> [Bounding box annotation records]:
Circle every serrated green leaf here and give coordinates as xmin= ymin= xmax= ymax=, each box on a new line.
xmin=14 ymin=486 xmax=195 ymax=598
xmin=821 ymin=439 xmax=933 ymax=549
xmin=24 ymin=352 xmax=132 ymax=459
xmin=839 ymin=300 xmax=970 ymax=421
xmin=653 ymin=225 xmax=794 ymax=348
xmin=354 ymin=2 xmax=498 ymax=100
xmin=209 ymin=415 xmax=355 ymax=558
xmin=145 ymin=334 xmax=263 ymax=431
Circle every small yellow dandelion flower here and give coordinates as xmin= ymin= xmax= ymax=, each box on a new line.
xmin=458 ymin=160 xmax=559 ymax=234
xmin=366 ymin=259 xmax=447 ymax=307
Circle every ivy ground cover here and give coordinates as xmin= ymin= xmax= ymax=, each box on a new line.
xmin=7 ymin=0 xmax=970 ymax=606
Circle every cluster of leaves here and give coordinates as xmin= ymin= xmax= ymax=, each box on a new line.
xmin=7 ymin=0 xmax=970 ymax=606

> [Requirements]: Put every line of the records above into a JSON list of strings, one string per line, leaving out any blank lines.

> [Task result]:
[
  "Circle every serrated green leaf here and give coordinates as xmin= ymin= xmax= ymax=, each box on a new line.",
  "xmin=14 ymin=486 xmax=195 ymax=598",
  "xmin=821 ymin=439 xmax=933 ymax=549",
  "xmin=24 ymin=352 xmax=132 ymax=459",
  "xmin=839 ymin=300 xmax=970 ymax=421",
  "xmin=653 ymin=225 xmax=794 ymax=348",
  "xmin=354 ymin=2 xmax=498 ymax=100",
  "xmin=209 ymin=415 xmax=355 ymax=558",
  "xmin=145 ymin=334 xmax=263 ymax=431",
  "Circle every small yellow dandelion flower here and give coordinates as xmin= ymin= xmax= ymax=, each box on a new line.",
  "xmin=458 ymin=160 xmax=559 ymax=234",
  "xmin=366 ymin=259 xmax=447 ymax=307",
  "Circle every ivy ground cover here and give coordinates as xmin= ymin= xmax= ymax=, each box on a new line.",
  "xmin=7 ymin=0 xmax=970 ymax=606",
  "Circle every cluster of leaves here and give coordinates as xmin= ymin= xmax= ymax=, each box on a new line.",
  "xmin=7 ymin=0 xmax=970 ymax=606"
]